**LIST OF TASKS**
(a) According to the passage about the Live Earth concert, how many Melissa Etheridge songs did the writer watch?
(b) Reproduce the passage about the Live Earth concert between "I caught snippets" and "me as chlamydia.", inclusive.

**EXTRACTED TEXT**
* * * *

Monday, July 09, 2007


I caught snippets of the Live Earth concert this weekend. Not enough to offer a solid verdict on the concert as a whole but enough to get annoyed. I watched two songs by Melissa Etheridge and she proved the suspicion in the deep recesses of my cold soul that though I may be a “bad” Republican I can never share my political tent with her. The professional protest singer is as unappealing to me as chlamydia.

She opened her set with a dramatic deep breath – an allusion to the clean air of New Jersey - and then began singing a stupid song about the inarticulate Cindy Sheehan. The song was made worse by the adoring fans, half of them middle-aged women who looked like Cindy Sheehan. I grimaced at the way she dramatized this ridiculous woman’s life into song, positioning her as an American folk hero. When I saw Cindy Sheehan interviewed on the Today Show, in her cut off jeans and dirty T-shirt spewing a moral worldview that I am convinced she got from a bumper sticker, she wasn’t someone who I was rushing out to immortalize in song.

* * * *

**RECORD EXTRACTS**
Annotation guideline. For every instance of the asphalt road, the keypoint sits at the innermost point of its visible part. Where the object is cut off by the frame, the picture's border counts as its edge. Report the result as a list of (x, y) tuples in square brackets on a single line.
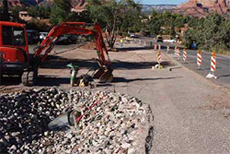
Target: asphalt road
[(222, 65)]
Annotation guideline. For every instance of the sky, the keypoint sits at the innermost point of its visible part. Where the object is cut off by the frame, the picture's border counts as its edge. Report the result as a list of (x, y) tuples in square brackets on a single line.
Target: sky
[(161, 1)]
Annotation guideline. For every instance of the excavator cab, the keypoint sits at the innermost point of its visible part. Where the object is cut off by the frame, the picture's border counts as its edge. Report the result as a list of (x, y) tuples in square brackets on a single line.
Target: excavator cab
[(14, 54), (13, 48)]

* * * *

**ANSWERS BY ITEM**
(a) Two.

(b)
I caught snippets of the Live Earth concert this weekend. Not enough to offer a solid verdict on the concert as a whole but enough to get annoyed. I watched two songs by Melissa Etheridge and she proved the suspicion in the deep recesses of my cold soul that though I may be a “bad” Republican I can never share my political tent with her. The professional protest singer is as unappealing to me as chlamydia.